§ **Text passage**:
BEGIN
Floyd: Micah, it’s like, you know, you’re working, and you take a holiday right, and you got your budget, and about halfway through the budget or halfway through the holiday, you go to hell with it. And you spend more than what you got set aside because mentally, I got a paycheck. Come on when I get back. I’ll catch up. But what happens is, Oh, I love this one. Oh, I can work some overtime and get it caught back up, right? Instead, you come back and then your pension is flatline. Maybe a two or 3% increase every year, but it’s flatline. Word. How do we pay that credit card off? Now we got to chip into the TSP. Now we got to hit the IRA. And all of a sudden, we searched; perhaps it was like 2008 we’re shrinking into principal versus just the earns.
Micah: So one of the things that can be different, right, a retiree could be looking at this pops and they could say well look, my spending my net income what I’m spending today, let’s just say your next spend your net income is $7,000 a month and you’re gonna plan on spending 7000 a month in retirement and you have the assets which fantastic seven grand 10 grand whatever your number is. And you say sweet I have the income to do it. How is this any different? I’m already planning that I’m already spending $10,000 A month today, and I’m going to spend $10,000 a month in retirement. Therefore nothing is different. And that’s kind of mentally where our mind goes. But here’s one big thing that’s different. May ask you this question listeners. When do you spend more money Monday through Friday when you’re working, or Saturday and Sunday on the weekends? Now the second part of this question, what happens when every day is a weekend? Yeah, now we started seeing our spending really increased, don’t we?
END
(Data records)
BEGIN
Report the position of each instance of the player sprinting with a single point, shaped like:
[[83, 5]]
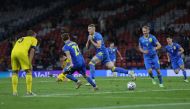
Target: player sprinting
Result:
[[148, 45], [64, 62], [174, 52], [113, 51], [102, 54], [77, 62], [21, 58]]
END
§ **What the task asks**:
Name each day of the week mentioned in the conversation about retirement spending. The data above were drawn from a separate source.

§ **Written solution**:
Monday, Friday, Saturday, Sunday